### MATERIAL SHOWN
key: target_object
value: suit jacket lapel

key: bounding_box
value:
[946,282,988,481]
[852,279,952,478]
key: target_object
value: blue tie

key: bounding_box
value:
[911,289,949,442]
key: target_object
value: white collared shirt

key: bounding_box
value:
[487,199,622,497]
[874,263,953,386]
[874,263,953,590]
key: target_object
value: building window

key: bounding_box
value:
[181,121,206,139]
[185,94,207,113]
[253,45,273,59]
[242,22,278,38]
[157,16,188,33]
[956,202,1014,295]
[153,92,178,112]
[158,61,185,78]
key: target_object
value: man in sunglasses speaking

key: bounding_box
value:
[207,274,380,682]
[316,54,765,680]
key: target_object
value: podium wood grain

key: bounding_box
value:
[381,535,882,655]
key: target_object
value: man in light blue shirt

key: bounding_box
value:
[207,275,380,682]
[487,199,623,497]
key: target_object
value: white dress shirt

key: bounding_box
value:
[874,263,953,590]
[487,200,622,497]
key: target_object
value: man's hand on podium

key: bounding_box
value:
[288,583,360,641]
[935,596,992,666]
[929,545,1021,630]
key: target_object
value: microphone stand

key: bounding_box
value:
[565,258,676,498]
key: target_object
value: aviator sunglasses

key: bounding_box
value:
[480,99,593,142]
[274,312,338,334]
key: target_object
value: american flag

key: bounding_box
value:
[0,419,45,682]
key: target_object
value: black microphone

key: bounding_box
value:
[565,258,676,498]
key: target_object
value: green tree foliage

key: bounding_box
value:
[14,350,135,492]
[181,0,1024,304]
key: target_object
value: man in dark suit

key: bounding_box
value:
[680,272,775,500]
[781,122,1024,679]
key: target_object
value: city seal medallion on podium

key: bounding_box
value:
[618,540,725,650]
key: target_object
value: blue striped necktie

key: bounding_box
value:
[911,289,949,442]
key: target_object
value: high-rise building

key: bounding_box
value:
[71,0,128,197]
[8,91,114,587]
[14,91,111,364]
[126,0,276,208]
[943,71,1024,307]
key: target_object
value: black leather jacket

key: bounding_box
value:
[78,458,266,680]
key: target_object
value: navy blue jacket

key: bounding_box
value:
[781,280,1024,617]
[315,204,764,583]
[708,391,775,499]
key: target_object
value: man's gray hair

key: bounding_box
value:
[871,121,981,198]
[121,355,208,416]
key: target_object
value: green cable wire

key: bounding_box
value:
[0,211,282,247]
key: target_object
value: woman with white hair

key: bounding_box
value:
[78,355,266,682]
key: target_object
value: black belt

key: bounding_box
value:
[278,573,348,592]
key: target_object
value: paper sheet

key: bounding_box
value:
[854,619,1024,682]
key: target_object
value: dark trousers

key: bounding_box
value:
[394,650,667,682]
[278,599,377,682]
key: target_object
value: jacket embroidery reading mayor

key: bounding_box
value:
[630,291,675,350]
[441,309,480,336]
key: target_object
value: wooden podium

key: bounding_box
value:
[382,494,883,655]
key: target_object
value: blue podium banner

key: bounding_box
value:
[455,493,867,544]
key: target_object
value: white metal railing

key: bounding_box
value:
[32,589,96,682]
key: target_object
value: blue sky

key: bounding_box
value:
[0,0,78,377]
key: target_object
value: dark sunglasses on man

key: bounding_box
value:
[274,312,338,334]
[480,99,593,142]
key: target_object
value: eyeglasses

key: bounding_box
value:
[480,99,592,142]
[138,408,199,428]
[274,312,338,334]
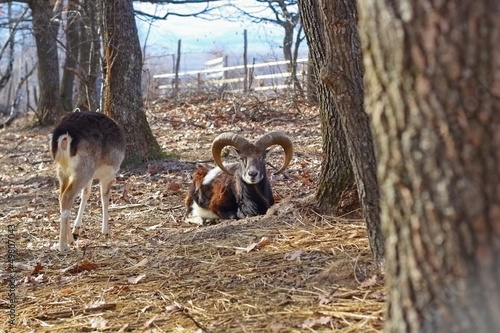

### REQUIRED WORK
Quote the listing from its first line through the line containing "[708,391,775,499]", including both ends.

### FINAL RESULT
key: target_object
value: suit jacket lapel

key: bounding_box
value:
[946,282,988,481]
[852,279,952,478]
key: target_object
value: blue tie

key: bounding_box
value:
[911,289,949,442]
key: target_object
value: white collared shirt

key: bounding_box
value:
[487,199,622,497]
[874,263,953,386]
[874,263,953,590]
key: target_object
value: building window

key: bounding_box
value:
[181,121,206,139]
[185,94,207,113]
[253,45,273,59]
[242,22,278,38]
[157,16,188,33]
[956,202,1014,295]
[153,92,178,112]
[158,61,185,78]
key: target_object
value: man in sunglasses speaking

key: bounding_box
value:
[207,274,380,682]
[316,54,765,680]
key: target_object
value: podium wood grain

key: bounding_box
value:
[381,535,882,655]
key: target_object
value: man in light blue shirt

key: bounding_box
value:
[207,275,380,682]
[487,199,623,497]
key: target_object
value: white dress shirt

key: bounding_box
value:
[874,263,953,590]
[487,200,622,497]
key: target_object
value: man's hand on podium

key: bounding_box
value:
[288,583,360,641]
[935,596,992,666]
[929,545,1021,630]
key: target_object
value: microphone stand

key: bounding_box
value:
[565,258,676,498]
key: target_object
value: aviator sunglasses

key: bounding_box
value:
[480,99,593,142]
[274,312,338,334]
key: target_object
value: american flag

key: bounding_box
value:
[0,419,45,682]
key: target_object
value: black microphone

key: bounding_box
value:
[565,258,676,498]
key: target_object
value: green tree foliage

key: bounding_box
value:
[14,350,135,492]
[181,0,1024,304]
key: target_object
value: man in dark suit

key: bounding_box
value:
[680,272,775,500]
[781,122,1024,679]
key: target_object
value: city seal medallion on podium

key: bounding_box
value:
[618,540,725,650]
key: target_object
value: blue striped necktie

key: bounding_box
value:
[911,289,949,442]
key: target_object
value: high-rise building

key: bounding_box
value:
[71,0,128,197]
[8,91,114,587]
[14,91,111,364]
[126,0,276,208]
[943,71,1024,307]
key: target_object
value: black leather jacket

key: bounding_box
value:
[78,458,266,680]
key: target_object
value: navy blue jacket

key: bounding_box
value:
[781,280,1024,617]
[315,204,764,583]
[708,391,775,499]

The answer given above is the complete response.